#### [TASK TO CARRY OUT]
Return every line from the records below in which the word "shirt" is found.

THE INPUT Start Marker

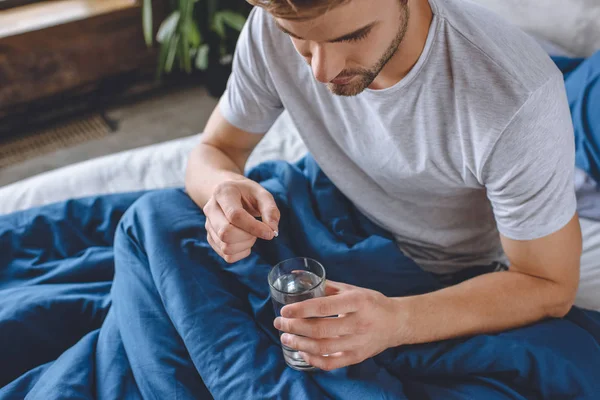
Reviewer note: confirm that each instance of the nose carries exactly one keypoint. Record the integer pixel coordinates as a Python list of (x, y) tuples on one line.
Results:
[(326, 65)]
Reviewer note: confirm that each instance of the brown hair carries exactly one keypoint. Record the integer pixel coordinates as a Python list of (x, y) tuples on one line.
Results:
[(297, 9)]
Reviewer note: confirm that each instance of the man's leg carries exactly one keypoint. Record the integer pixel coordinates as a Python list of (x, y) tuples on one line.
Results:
[(589, 285), (181, 315)]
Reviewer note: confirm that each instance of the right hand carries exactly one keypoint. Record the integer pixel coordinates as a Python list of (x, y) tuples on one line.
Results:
[(231, 224)]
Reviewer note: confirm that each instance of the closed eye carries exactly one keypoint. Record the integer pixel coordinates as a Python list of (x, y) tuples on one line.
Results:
[(354, 38)]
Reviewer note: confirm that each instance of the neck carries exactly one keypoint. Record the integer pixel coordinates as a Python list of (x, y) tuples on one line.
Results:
[(410, 49)]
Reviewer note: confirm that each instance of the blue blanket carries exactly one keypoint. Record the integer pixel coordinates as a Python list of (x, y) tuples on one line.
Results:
[(175, 321), (181, 323)]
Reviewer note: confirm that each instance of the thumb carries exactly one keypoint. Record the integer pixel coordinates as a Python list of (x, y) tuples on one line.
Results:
[(333, 288), (269, 211)]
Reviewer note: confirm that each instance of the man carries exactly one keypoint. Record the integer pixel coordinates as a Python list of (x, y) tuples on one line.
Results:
[(443, 124)]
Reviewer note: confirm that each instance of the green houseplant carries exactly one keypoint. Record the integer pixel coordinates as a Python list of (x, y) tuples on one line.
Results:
[(197, 35)]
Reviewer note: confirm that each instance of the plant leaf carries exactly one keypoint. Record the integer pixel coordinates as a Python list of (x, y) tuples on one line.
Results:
[(147, 21), (218, 25), (232, 19), (162, 59), (202, 57), (193, 33), (184, 55), (172, 52), (167, 28)]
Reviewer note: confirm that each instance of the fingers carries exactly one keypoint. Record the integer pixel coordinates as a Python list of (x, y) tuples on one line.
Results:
[(332, 288), (331, 361), (268, 209), (229, 249), (343, 303), (221, 228), (319, 346), (228, 258), (229, 200), (320, 328)]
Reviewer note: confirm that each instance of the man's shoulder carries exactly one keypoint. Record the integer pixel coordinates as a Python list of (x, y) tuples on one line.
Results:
[(264, 38), (497, 45)]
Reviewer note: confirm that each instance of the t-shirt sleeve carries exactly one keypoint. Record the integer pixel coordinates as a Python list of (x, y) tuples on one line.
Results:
[(251, 102), (529, 174)]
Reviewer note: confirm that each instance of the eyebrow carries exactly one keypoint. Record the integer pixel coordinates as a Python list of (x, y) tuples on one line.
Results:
[(357, 33)]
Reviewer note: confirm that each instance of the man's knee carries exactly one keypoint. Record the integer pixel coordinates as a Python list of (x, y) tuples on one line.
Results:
[(157, 211)]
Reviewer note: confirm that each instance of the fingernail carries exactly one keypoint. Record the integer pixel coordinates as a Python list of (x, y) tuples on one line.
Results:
[(286, 313)]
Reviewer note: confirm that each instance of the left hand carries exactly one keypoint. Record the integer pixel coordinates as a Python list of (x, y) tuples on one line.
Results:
[(367, 323)]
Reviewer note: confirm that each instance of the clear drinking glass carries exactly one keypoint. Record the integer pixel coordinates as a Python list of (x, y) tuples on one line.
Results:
[(292, 281)]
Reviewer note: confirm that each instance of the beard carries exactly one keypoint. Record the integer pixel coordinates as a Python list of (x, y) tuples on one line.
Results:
[(365, 77)]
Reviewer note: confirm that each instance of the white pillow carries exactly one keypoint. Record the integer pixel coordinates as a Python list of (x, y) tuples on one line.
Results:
[(572, 24)]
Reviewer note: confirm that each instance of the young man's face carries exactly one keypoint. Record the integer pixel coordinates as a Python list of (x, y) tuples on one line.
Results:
[(348, 46)]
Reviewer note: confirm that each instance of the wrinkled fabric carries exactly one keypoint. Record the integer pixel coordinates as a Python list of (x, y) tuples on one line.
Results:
[(177, 322)]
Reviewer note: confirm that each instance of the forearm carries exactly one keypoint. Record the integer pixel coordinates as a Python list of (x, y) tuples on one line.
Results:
[(207, 167), (487, 304)]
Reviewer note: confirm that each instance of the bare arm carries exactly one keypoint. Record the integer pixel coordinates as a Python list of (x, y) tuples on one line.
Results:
[(542, 283), (220, 156), (231, 202)]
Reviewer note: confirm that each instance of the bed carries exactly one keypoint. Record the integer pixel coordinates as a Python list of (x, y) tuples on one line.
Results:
[(569, 28), (98, 364)]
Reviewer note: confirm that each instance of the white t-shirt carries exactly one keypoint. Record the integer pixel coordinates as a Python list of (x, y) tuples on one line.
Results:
[(476, 139)]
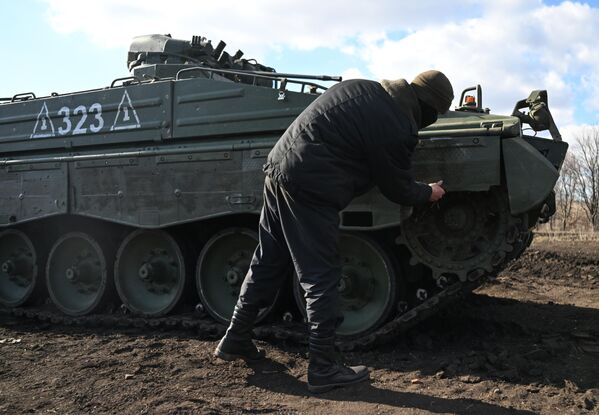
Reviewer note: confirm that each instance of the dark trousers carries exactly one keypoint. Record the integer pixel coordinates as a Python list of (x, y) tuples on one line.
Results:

THE INPUT End Marker

#### [ANSWER SPACE]
Reviewer note: confirm that each instance of the t-shirt sleeve carries exactly one keypoint. Record the integer pixel coordinates as a Python list of (x, y) tuples on one line.
Reviewer note: confirm that each instance of the white t-shirt carries exactly one keypoint. Record the integer pixel coordinates as a Python list of (x, y) tuples on one line.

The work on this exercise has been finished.